─── Extracted entries

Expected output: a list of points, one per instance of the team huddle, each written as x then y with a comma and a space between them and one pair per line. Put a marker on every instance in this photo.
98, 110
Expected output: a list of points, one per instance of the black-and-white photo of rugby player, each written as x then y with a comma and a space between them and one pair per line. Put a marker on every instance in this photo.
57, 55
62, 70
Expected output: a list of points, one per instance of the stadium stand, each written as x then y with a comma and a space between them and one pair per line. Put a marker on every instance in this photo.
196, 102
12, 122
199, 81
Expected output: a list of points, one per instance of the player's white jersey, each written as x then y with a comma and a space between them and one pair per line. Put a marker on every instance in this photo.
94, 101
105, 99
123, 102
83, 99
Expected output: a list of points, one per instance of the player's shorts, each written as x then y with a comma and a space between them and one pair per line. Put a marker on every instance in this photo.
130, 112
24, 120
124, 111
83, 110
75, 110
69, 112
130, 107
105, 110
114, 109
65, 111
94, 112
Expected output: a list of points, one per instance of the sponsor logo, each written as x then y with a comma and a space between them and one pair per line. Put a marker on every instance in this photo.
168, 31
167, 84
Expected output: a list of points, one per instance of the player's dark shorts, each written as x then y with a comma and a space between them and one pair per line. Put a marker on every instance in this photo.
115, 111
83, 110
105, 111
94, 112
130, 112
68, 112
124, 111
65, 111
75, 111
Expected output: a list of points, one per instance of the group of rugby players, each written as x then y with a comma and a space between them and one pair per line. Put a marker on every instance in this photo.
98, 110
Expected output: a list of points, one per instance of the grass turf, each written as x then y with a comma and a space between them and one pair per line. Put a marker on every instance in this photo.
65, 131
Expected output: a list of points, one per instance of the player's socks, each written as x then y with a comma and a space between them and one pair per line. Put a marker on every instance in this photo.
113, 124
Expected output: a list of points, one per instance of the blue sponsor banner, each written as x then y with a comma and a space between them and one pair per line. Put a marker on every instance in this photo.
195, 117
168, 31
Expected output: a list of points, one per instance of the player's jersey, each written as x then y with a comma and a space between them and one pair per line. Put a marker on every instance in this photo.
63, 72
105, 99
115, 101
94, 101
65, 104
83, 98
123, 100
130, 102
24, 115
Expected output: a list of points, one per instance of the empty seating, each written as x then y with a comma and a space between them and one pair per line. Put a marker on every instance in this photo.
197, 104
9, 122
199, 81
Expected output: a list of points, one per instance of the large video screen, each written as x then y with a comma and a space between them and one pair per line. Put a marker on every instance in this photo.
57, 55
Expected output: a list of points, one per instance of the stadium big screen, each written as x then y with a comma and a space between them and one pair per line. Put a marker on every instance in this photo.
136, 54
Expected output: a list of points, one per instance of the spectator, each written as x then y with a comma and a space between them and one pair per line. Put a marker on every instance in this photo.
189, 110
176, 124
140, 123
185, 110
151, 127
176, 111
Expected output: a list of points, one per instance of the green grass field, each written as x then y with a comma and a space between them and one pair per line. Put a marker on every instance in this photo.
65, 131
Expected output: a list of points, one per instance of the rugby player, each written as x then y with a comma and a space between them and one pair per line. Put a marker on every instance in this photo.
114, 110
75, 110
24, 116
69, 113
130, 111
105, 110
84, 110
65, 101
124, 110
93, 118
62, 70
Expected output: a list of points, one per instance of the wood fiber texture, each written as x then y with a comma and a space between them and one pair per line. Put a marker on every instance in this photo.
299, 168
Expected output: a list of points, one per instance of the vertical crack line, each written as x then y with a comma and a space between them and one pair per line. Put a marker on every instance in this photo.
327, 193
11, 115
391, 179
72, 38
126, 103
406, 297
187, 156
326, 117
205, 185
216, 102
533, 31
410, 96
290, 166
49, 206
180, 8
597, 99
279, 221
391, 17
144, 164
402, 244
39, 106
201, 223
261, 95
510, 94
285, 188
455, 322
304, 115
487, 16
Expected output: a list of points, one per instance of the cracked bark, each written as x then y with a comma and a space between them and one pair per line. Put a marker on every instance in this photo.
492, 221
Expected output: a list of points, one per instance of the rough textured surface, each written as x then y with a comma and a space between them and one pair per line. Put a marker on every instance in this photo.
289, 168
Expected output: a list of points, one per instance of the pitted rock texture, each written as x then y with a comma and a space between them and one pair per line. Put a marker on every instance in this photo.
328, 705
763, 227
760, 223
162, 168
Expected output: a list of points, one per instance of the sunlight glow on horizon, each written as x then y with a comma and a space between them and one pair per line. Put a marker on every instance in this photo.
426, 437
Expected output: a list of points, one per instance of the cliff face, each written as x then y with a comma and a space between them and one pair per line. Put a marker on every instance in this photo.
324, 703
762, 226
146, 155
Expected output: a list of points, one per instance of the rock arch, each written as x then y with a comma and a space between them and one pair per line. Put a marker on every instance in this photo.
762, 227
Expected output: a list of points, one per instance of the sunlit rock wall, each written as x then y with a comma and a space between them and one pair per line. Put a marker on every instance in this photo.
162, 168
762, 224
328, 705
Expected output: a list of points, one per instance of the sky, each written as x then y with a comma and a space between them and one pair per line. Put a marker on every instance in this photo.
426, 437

──────

▸ **The task**:
Using the material above, please reproduce each line exactly.

▸ **Written response**:
Expected output: a list of points, one per instance of the team huddle, each written as x then y with a comma and a space between them and one pair per line. Put a marker on every instance in this photo.
98, 110
Expected output: a list of points, one per instance of the black-and-white photo of rugby player, each written as x then y with a comma and a space between them and one pair per line. Put a marker on every instance in this photo.
57, 55
62, 70
Expected output: a list of points, one per instance of the stadium stand, each written as x then y with a comma and a space between them and one pair per line. Put a marker on every instance in this photo.
196, 102
12, 122
199, 81
Expected output: a list of points, one per instance of the player's white jersey, each written as x then y with a comma and a space between them and one pair per line. Put a marker on every instance in this photo.
94, 101
105, 99
123, 102
83, 99
Expected output: a list of points, one per instance of the player's shorts, each written as x then y with a comma and a space between them and one pair per line. Put a marker on every instance in this photo.
130, 112
24, 120
124, 111
83, 110
75, 110
69, 112
130, 107
105, 110
114, 109
65, 111
94, 112
Expected output: a list of points, one per instance of the sponsor logo, each written as x then y with a comma and a space between them and one pair per line. Put a marker on every instance in this photo.
168, 31
167, 84
Expected output: a list of points, one per instance of the player's dark shorts, each written as x then y with a comma and a space between them and one pair per line. Put a marker on every instance in this photo.
115, 111
83, 110
105, 111
94, 112
130, 112
68, 112
124, 111
65, 111
75, 111
Expected output: a list of points, one per instance of the group of rugby players, each written as x then y with a comma and a space between them and one pair per line. Put a marker on every instance in this photo.
98, 110
Expected output: a list of points, one per instance of the grass turf, each written as x then y with a comma and a space between them and one pair per line. Put a marker on every instance in this photo.
65, 131
Expected output: a list of points, one per instance of the player's socks, each written as x then y with a comma and a space between them and one pair per line. Put a marker on every instance in this photo.
113, 124
Expected output: a list of points, one per instance of the blue sponsor banner, each written as x then y with a comma and a space between them and one pair per line. Put a marker on every instance in this photo.
195, 117
168, 31
Expected output: a list of points, one per instance of the player's jersey, each written as x then y with a comma and a space between them and one pair per line. Put a marker on every instance in this photo.
63, 72
105, 99
115, 101
94, 101
65, 104
83, 98
123, 100
130, 102
24, 115
Expected output: a list of points, one per instance of the empty seating, each written as x then y with a comma and a space between them and one pair per line. Put a marker on every instance in this photo.
197, 104
9, 122
199, 81
Expected output: a list of points, one per instance of the large video screen, each written as x then y with a comma and a space between them and one pair per line. Put a marker on every instance in this photo.
57, 55
Expected output: a list of points, one per instance of the stadium big screen, each written as x then y with a comma and a space between them and one pair per line. Put a marker on every instance in this photo.
136, 54
Expected output: a list of points, one per instance of the spectator, each written as x then y with a comma and a space between them and one pair per line. Put a marker on every instance in this photo.
189, 110
176, 124
140, 123
185, 110
151, 127
176, 111
Expected output: a list of points, one per instance of the green grass field, each written as x then y with a comma and a space between them and one pair per line. Put a marker on every instance in this photo.
65, 131
Expected output: a list of points, one per instance of the rugby player, each written as x then y with a comma and a space between them and one pair per line. Put a marker on every instance in this photo.
114, 110
75, 110
24, 116
69, 113
130, 111
105, 110
84, 110
65, 101
124, 110
93, 118
62, 70
Expected output: a list of points, one per instance of the wood fiber texture, each written as x then y with a comma and a space between them and one pair per line. Put a marker on every instance in this photo.
299, 168
Expected output: a list of points, one per instance of the vertical crack line, each written as x then y with a comma and a space between them and one pair per line. Put a marker on every instance in this photo.
327, 193
11, 115
391, 179
72, 38
126, 103
406, 297
187, 156
326, 117
205, 185
216, 102
533, 31
410, 96
290, 166
49, 206
180, 8
597, 99
279, 221
391, 17
144, 164
402, 244
39, 106
201, 223
261, 95
510, 94
285, 188
455, 322
304, 115
487, 16
Expected output: a list of points, one per instance of the cracked bark, each written as x then y with a comma and a space between them and one pair per line. Put a marker on every instance in this photo.
492, 221
Expected output: a list of points, one per instance of the rough textured surface, each written as x then y with a comma and a space between them and one pair per line. Put a marker on every instance in this photo.
289, 168
Expected output: a list of points, one per instance of the pitted rock texture, each written as x then y with a comma and a space between them and one pair per line. Put a marker on every instance in this photo.
328, 705
763, 227
760, 223
162, 168
Expected output: a list of points, one per instance of the sunlight glow on horizon, each written as x then y with a comma and a space between them and one pair per line. Put a marker on every instance in this photo.
426, 437
Expected output: a list of points, one per instance of the cliff face, each written as x then y with a comma and a space between them and one pair per line. Put a marker on every instance in this photo.
324, 703
762, 226
146, 155
Expected output: a list of points, one per instance of the rock arch, each written as x then y with a comma and a space between them and one pair per line. Put a marker on every instance in this photo.
762, 227
Expected output: a list of points, one per instance of the sunlit rock wall, each written as x then y with a comma and a space between them and one pair per line. Put a marker on every instance in this photo.
162, 168
762, 224
328, 705
Expected output: a list of points, one per instance of the sky, each written as x then y with a comma and a space between them and one pair per line. Put a marker on every instance in this photo.
426, 437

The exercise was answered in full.